[Consigne donnée 1]
Reproduisez, dans le passage sur Djibouti, la partie qui s'ouvre sur les mots contenant « Djibouti, ce n’est » et se ferme sur « s’est rendu sur place. ».
--- Passage donné ---
Djibouti, ce n’est pas bien grand. Et pourtant, on peut y visiter des bases militaires occupées par des soldats français, américains, chinois, japonais ou encore italiens. Tout ce petit monde s’implique dans des opérations parfois très concrètes, dans le proche voisinage, à grands coups de drones et de forces spéciales. Surtout, depuis ce point stratégique, les pays concernés projettent de la puissance et s’aménagent un appui stratégique de premier plan pour rayonner de l’océan Indien à l’Afrique en passant par le Moyen-Orient… allant parfois jusqu’à importer dans la Corne de l’Afrique des tensions internationales issues d’autres régions du monde. DSI s’est rendu sur place.

Djibouti est et a toujours été un lieu stratégique de la Corne de l’Afrique, avec son ouverture sur le détroit de Bab el-Mandeb. C’est un point de contrôle du canal de Suez, qui voit passer une partie considérable du fret maritime mondial. Pays stable, il jouxte des zones ravagées par la guerre comme le Yémen et la Somalie, très proches. Djibouti intervient d’ailleurs dans ce dernier pays comme un médiateur capable de parler à toutes les parties. Mais ce tout petit État de 800 000 habitants souffre de handicaps difficiles à surmonter : pas de ressources naturelles, une jeunesse nombreuse touchée par le chômage, des services publics peu performants et un pouvoir politique qui empêche toute relève de son indéboulonnable président.
---
[Consigne donnée 2]
Dans les entrées, de leur début jusqu'à la ligne contenant « <point>74,159</point> » incluse, renommez « in this photo » en « in this picture » sans rien changer d'autre. Ne redonnez que ces lignes, sans les images.
--- Entrées fournies ---
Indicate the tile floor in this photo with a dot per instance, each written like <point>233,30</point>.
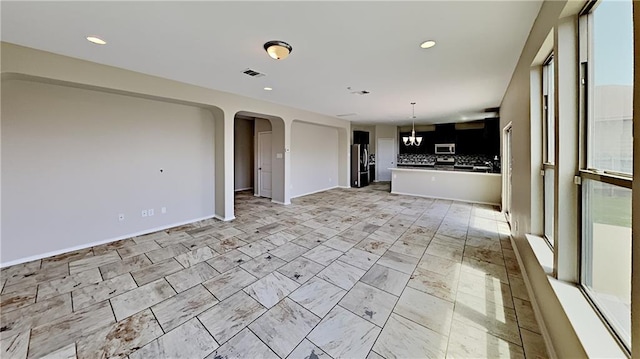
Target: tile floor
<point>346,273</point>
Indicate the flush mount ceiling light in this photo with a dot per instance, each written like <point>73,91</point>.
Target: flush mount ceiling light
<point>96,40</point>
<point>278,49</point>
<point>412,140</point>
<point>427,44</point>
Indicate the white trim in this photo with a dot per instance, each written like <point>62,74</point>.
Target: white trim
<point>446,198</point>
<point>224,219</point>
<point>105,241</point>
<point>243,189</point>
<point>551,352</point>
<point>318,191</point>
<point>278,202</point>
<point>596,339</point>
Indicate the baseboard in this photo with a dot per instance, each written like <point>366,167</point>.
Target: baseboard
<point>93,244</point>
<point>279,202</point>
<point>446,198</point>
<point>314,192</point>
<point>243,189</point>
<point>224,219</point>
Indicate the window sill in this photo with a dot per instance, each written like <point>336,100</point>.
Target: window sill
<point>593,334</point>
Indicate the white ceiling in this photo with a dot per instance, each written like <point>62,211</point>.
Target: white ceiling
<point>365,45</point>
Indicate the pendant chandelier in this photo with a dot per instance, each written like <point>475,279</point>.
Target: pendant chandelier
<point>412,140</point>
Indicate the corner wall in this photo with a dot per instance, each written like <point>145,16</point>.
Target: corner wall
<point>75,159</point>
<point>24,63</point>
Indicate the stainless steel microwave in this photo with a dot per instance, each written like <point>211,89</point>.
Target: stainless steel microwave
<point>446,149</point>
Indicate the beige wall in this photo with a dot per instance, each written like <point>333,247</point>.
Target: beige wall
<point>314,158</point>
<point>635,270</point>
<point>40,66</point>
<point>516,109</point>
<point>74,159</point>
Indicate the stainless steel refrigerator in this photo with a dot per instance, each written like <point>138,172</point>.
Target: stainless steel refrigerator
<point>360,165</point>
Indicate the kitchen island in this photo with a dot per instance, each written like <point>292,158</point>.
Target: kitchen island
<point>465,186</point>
---
[Réponse rédigée 1]
Djibouti, ce n’est pas bien grand. Et pourtant, on peut y visiter des bases militaires occupées par des soldats français, américains, chinois, japonais ou encore italiens. Tout ce petit monde s’implique dans des opérations parfois très concrètes, dans le proche voisinage, à grands coups de drones et de forces spéciales. Surtout, depuis ce point stratégique, les pays concernés projettent de la puissance et s’aménagent un appui stratégique de premier plan pour rayonner de l’océan Indien à l’Afrique en passant par le Moyen-Orient… allant parfois jusqu’à importer dans la Corne de l’Afrique des tensions internationales issues d’autres régions du monde. DSI s’est rendu sur place.

[Réponse rédigée 2]
Indicate the tile floor in this picture with a dot per instance, each written like <point>233,30</point>.
Target: tile floor
<point>346,273</point>
Indicate the flush mount ceiling light in this picture with a dot per instance, each written like <point>73,91</point>.
Target: flush mount ceiling light
<point>96,40</point>
<point>278,49</point>
<point>412,140</point>
<point>427,44</point>
Indicate the white trim in this picture with a dot per instance, each written like <point>62,74</point>.
Target: white trim
<point>446,198</point>
<point>224,219</point>
<point>105,241</point>
<point>243,189</point>
<point>551,352</point>
<point>318,191</point>
<point>278,202</point>
<point>596,339</point>
Indicate the baseboard in this picture with a dot per instance, each written like <point>366,167</point>.
Target: baseboard
<point>93,244</point>
<point>279,202</point>
<point>446,198</point>
<point>314,192</point>
<point>243,189</point>
<point>224,219</point>
Indicate the window sill in this picture with a dot per instance, each written like <point>336,100</point>.
Target: window sill
<point>593,334</point>
Indicate the white ceiling in this picture with a dot per instance, each written like <point>62,211</point>.
Target: white ceiling
<point>365,45</point>
Indicate the pendant chandelier in this picture with a dot per instance, each written like <point>475,279</point>.
Target: pendant chandelier
<point>412,140</point>
Indicate the corner wall in this picture with a dot per instance, each written like <point>145,16</point>.
Target: corner wall
<point>75,159</point>
<point>24,63</point>
Indicate the stainless steel microwave in this picture with a dot per instance, each written like <point>211,89</point>.
Target: stainless steel microwave
<point>446,149</point>
Indicate the beige wall in this picture with a dot per instance, each written like <point>333,247</point>.
Target: beige wall
<point>314,158</point>
<point>635,270</point>
<point>40,66</point>
<point>516,109</point>
<point>74,159</point>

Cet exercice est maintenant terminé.